● TASK INPUT:

++++++++++++++++++++

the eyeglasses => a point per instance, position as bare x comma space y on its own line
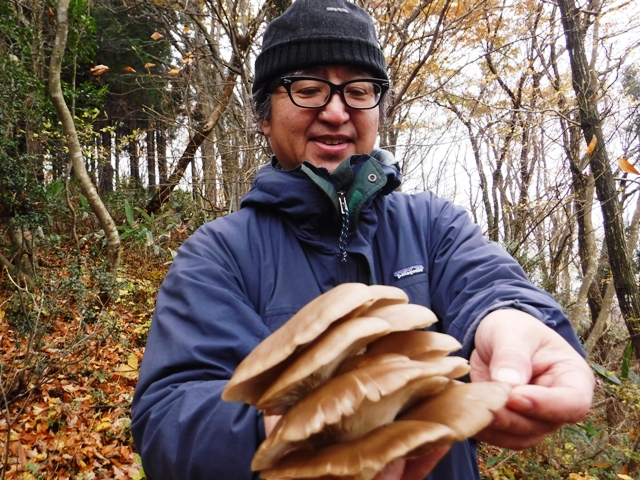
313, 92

++++++++++++++++++++

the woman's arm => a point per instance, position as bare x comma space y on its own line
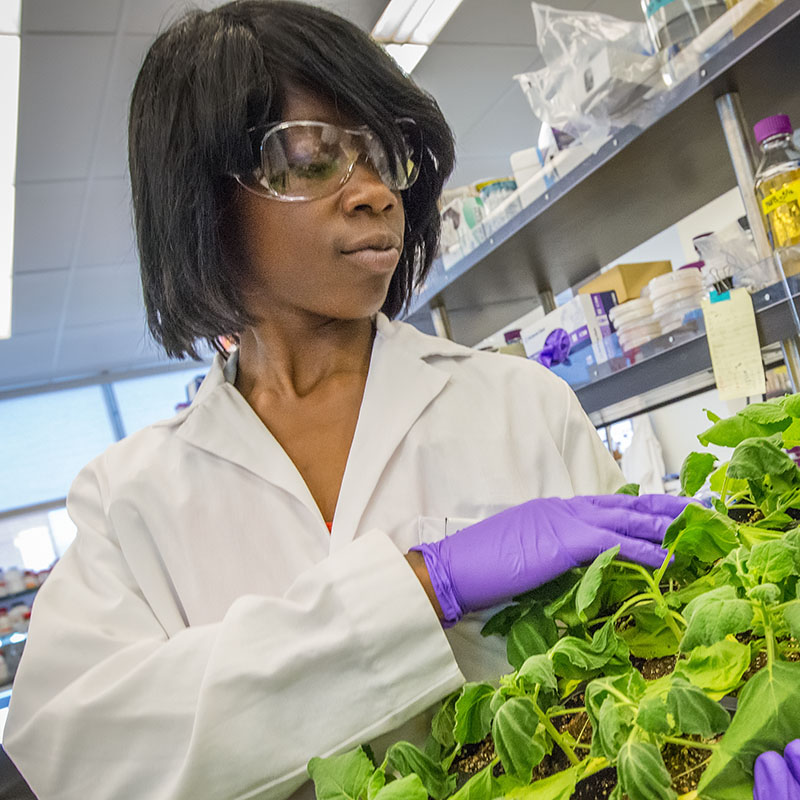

++++++++++++++++++++

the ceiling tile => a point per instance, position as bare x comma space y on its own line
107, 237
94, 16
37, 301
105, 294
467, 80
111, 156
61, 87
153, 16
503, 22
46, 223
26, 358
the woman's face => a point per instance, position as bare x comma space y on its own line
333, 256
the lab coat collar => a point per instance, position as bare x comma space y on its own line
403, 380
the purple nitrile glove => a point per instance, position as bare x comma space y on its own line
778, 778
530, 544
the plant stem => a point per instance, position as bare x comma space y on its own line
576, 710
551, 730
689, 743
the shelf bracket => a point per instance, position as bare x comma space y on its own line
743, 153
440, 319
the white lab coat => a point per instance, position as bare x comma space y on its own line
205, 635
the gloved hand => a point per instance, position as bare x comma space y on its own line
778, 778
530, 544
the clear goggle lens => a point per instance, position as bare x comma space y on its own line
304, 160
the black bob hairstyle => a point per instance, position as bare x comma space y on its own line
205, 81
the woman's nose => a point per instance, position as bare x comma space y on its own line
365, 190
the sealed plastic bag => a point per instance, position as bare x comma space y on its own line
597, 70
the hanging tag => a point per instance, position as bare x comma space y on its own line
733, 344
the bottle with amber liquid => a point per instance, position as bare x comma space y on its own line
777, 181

++++++++++++++++++++

● WRITTEN TASK: Return each line from the listing above that contains the word "woman".

● EXERCISE OUTPUT:
the woman's arm => a point per instance, position as bare x comma space y on its own line
the woman's face => a point per instance, position as bare x comma space y on its own line
the woman's nose => a point per instance, position as bare x comma space y on its own line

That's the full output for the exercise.